— Begin The input —

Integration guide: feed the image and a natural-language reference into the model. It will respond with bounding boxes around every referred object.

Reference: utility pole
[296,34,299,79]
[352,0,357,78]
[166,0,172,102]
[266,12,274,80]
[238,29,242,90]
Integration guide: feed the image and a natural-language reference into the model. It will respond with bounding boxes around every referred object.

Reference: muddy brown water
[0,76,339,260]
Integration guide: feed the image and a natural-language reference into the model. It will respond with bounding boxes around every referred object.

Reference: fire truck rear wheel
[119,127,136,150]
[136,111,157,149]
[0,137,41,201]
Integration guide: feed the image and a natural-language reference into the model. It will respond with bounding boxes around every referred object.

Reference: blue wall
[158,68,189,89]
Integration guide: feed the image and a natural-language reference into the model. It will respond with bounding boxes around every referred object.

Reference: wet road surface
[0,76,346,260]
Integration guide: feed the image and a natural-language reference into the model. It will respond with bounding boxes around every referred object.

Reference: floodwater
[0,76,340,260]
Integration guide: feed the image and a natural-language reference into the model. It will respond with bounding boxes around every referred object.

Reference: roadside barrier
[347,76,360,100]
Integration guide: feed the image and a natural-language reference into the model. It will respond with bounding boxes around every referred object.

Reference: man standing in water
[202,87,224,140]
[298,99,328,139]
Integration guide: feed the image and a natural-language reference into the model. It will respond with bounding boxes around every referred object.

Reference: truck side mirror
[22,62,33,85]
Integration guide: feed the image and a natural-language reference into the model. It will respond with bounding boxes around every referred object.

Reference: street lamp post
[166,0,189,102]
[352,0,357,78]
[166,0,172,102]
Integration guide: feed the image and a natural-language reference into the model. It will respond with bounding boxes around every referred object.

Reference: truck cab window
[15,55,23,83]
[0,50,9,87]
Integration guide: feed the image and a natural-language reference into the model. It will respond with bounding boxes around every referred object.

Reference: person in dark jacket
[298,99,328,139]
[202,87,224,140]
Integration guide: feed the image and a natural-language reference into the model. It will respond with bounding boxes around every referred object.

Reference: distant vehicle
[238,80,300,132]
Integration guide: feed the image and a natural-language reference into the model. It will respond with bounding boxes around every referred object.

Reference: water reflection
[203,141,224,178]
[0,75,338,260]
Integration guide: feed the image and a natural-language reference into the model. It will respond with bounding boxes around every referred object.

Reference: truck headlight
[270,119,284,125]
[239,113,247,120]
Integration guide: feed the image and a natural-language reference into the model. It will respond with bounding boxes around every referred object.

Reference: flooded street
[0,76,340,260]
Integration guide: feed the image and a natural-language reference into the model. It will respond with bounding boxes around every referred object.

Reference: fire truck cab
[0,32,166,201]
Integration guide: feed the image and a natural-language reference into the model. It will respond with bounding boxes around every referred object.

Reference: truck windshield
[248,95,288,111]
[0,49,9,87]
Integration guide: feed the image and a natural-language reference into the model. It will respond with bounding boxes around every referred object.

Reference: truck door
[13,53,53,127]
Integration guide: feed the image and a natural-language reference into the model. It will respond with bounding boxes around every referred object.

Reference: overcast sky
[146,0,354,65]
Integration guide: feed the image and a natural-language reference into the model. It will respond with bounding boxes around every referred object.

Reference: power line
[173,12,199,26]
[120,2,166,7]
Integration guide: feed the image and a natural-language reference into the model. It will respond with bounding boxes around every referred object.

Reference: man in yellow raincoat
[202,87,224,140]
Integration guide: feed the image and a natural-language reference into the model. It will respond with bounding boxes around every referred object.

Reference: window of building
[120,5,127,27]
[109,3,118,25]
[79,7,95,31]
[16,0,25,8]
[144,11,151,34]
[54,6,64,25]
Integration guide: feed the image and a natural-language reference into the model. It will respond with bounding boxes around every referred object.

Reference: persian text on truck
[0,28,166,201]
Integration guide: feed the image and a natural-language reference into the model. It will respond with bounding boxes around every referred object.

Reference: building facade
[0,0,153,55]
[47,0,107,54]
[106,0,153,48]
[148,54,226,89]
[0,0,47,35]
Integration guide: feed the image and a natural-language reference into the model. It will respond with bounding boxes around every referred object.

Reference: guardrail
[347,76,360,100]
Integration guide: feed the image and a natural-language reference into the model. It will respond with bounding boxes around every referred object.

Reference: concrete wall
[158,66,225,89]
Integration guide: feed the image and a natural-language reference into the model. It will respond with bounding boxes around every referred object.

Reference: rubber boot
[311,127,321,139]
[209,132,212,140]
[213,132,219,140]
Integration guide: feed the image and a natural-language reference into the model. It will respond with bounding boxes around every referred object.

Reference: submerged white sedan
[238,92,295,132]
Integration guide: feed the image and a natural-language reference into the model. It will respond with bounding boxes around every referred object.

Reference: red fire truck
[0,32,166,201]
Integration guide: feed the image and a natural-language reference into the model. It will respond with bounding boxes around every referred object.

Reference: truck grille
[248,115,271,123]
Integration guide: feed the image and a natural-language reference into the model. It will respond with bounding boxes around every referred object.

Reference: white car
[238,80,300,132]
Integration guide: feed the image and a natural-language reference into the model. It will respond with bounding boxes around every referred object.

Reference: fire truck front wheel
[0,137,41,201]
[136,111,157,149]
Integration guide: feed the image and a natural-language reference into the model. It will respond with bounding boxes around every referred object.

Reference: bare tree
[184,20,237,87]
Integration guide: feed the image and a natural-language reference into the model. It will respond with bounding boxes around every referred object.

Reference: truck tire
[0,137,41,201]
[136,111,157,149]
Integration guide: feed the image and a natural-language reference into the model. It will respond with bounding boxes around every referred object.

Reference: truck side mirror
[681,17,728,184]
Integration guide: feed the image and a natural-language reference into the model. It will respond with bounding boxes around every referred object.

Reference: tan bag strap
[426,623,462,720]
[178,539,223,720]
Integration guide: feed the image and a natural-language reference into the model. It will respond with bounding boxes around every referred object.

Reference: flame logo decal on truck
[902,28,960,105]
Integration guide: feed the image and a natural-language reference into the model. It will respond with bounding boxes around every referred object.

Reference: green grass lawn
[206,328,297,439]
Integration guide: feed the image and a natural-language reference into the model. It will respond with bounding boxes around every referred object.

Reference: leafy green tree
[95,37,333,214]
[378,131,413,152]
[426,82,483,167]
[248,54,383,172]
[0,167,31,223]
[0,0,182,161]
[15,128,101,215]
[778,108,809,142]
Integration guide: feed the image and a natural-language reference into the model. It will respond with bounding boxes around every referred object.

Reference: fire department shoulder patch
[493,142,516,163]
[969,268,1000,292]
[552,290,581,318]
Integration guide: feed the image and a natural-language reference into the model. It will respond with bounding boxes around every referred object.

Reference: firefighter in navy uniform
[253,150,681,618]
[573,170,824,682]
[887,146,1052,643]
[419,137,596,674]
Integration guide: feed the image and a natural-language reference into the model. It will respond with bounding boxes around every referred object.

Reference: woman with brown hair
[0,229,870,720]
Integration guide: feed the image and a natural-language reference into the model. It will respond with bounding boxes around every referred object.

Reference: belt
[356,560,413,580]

— End The input —

#### The exercise:
Reproduce the material above, every line of it, exactly.

#### Solution:
Integration guide: feed the image and a natural-language reference into the model. It will respond with bounding boxes around every referred object.

Reference: utility pole
[296,34,299,79]
[352,0,357,78]
[166,0,172,102]
[266,12,274,80]
[238,29,242,90]
Integration guide: feed the image and a natural-language reference into the model. It will respond with bounding boxes around every referred object.

Reference: muddy brown water
[0,76,339,260]
Integration guide: feed the image and a natural-language reference into the model. It will respond with bounding boxes around every referred object.

Reference: fire truck rear wheel
[119,127,136,150]
[136,111,157,149]
[0,137,41,201]
Integration guide: feed the image and a natural-language reference into the model. It will respond with bounding boxes around every referred object.

Reference: blue wall
[158,68,189,89]
Integration guide: feed the image and a natural-language reference into the model. It will respond with bounding boxes around every referred object.

Reference: wet road surface
[0,76,346,260]
Integration guide: feed the image and a natural-language reference into the model. It will respond with bounding boxes around every referred object.

Reference: floodwater
[0,76,340,260]
Integration guide: feed the image and a natural-language reference into the model. It will respond with bounding boxes around every referred object.

Reference: roadside barrier
[347,76,360,100]
Integration guide: feed the image and a natural-language reference into the model. It will respond with bounding boxes around every referred object.

Reference: man standing in water
[202,87,224,140]
[298,99,328,139]
Integration guide: feed the image and a natural-language reference into the model. It will respond with bounding boxes around every referred object.

Reference: truck side mirror
[22,62,33,85]
Integration guide: feed the image and a natural-language reference into the model. It will respond with bounding boxes around every referred object.

Reference: street lamp post
[166,0,189,102]
[352,0,357,78]
[166,0,172,102]
Integration guide: feed the image and a natural-language reference into the model. It will respond with bounding boxes around every referred object.

Reference: truck cab window
[15,55,23,83]
[0,50,9,87]
Integration guide: feed the image and a natural-language reference into the model. It will respond with bounding boxes around every referred object.

Reference: person in dark jacket
[298,99,328,139]
[202,87,224,140]
Integration guide: feed the image and a natural-language reference into the model. It will respond with bounding boxes around every referred object.

Reference: distant vehicle
[238,80,300,132]
Integration guide: feed the image and a natural-language reference into the model. It will respond with bounding boxes around every referred object.

Reference: water reflection
[203,141,224,178]
[0,75,338,260]
Integration guide: feed the image and a natural-language reference into the model. It will respond with bounding boxes around every referred object.

Reference: truck headlight
[270,119,284,125]
[239,113,247,120]
Integration guide: feed the image and a natural-language reference into the model. It will respond with bounding boxes around every referred object.

Reference: flooded street
[0,76,340,260]
Integration guide: feed the image and a natural-language reference into the model. It will respond with bounding boxes around every referred object.

Reference: fire truck cab
[0,32,166,201]
Integration guide: feed the image and a natural-language reference into the model. It will respond with bounding boxes around every referred object.

Reference: truck windshield
[248,95,288,111]
[0,49,9,87]
Integration guide: feed the image and a natural-language reference into the model. It will respond with bounding boxes around every referred object.

Reference: truck door
[13,53,53,127]
Integration guide: feed the image and a natural-language reference into the model. It will respond with bounding boxes around every referred object.

Reference: overcast sky
[146,0,354,65]
Integration guide: feed the image and a natural-language reference into the model. It will respond with bounding boxes around every referred object.

Reference: power line
[173,12,199,26]
[120,2,166,7]
Integration guide: feed the image and a natural-language reference into the model. It will respond with bounding boxes around every referred object.

Reference: man in yellow raincoat
[202,87,224,140]
Integration guide: feed the image and a natural-language reference into the model. It will respond with bounding boxes around every referred object.

Reference: window of building
[120,5,127,27]
[109,3,118,25]
[79,7,95,31]
[16,0,25,8]
[144,11,151,34]
[54,6,64,25]
Integration guide: feed the image and a natural-language reference into the model. It will respond with bounding boxes around every referred object.

Reference: persian text on truck
[0,28,166,201]
Integration guide: feed the image and a natural-language reference into the model. It will respond with bounding boxes around every referred object.

Reference: building facade
[0,0,153,55]
[47,0,107,54]
[106,0,153,48]
[148,54,226,89]
[0,0,47,35]
Integration guide: feed the image and a natural-language reference into the model. It will respond with bounding boxes around every referred object.

Reference: guardrail
[347,76,360,100]
Integration guide: feed the image and a natural-language reference into the model. It will respond with bounding boxes around every referred object.

Reference: concrete wall
[158,66,225,89]
Integration guide: feed the image and a natural-language reference into the model. It will respond with bounding boxes around every referred object.

Reference: rubber boot
[311,127,321,139]
[209,132,212,140]
[213,132,219,140]
Integration guide: feed the image and a natural-language reference into the model. It will respond with bounding boxes around every referred object.

Reference: submerged white sedan
[238,92,295,132]
Integration guide: feed the image and a natural-language reference into the model. It will respond with bounding boxes around every referred object.

Reference: red fire truck
[0,32,166,201]
Integration guide: feed the image and a natural-language reference into the model. It will respond with bounding boxes around every referred object.

Reference: truck grille
[248,115,271,123]
Integration guide: feed the image and a natural-language reference into the model. It will respond with bounding boxes around every referred object.

Reference: white car
[238,80,300,132]
Integration guide: feed the image and a natural-language reference into the model. It will respond with bounding boxes around every referred object.

Reference: fire truck front wheel
[0,137,41,201]
[136,111,157,149]
Integration guide: feed the image and a natural-language reference into the model. It will respond with bounding boxes around every referred object.

Reference: bare tree
[184,20,237,87]
Integration guide: feed the image and a natural-language reference into the model. It will respond with bounding boxes around every referred object.

Reference: truck tire
[0,137,41,201]
[136,111,157,149]
Integration guide: feed the image and a natural-language reference into the model. It will respond with bounding boxes around every referred object.

Reference: truck side mirror
[681,17,728,184]
Integration guide: feed the image and a natural-language reference into the model. It will respond with bounding boxes around every referred object.

Reference: tan bag strap
[426,623,462,720]
[178,539,223,720]
Integration guide: feed the image and a natural-language reference into the model. It will respond with bounding boxes around every referred object.

Reference: flame logo decal on truck
[902,28,960,105]
Integration guide: feed the image and a natural-language reference into the model. It will respond with bounding boxes around every referred object.

Reference: green grass lawn
[206,328,297,439]
Integration guide: feed the image and a natural-language reference into the model. It will respond with bounding boxes around every referred object.

Reference: leafy green tree
[95,37,333,214]
[378,131,413,152]
[426,82,483,167]
[248,54,383,172]
[0,167,31,223]
[0,0,182,161]
[15,128,101,215]
[778,108,809,142]
Integration guide: feed the image and a natural-language reference into the model. It will respond with bounding boxes around every referred object.

Reference: fire department shoulder patch
[493,142,516,163]
[969,268,1000,292]
[552,290,581,318]
Integration guide: feed the image and a natural-language reference into the model. It will respond with bounding boxes around every referred object.

Reference: firefighter in navy uniform
[253,150,681,618]
[573,170,824,682]
[887,146,1052,643]
[419,137,596,674]
Integration guide: feed the image and a natural-language reference into the model. It will respond with bounding boxes around every referred object.

Reference: woman with brown hair
[0,229,870,720]
Integration guide: feed the image and a natural-language reference into the model. It will respond with bounding boxes around every referred object.

Reference: belt
[356,560,413,580]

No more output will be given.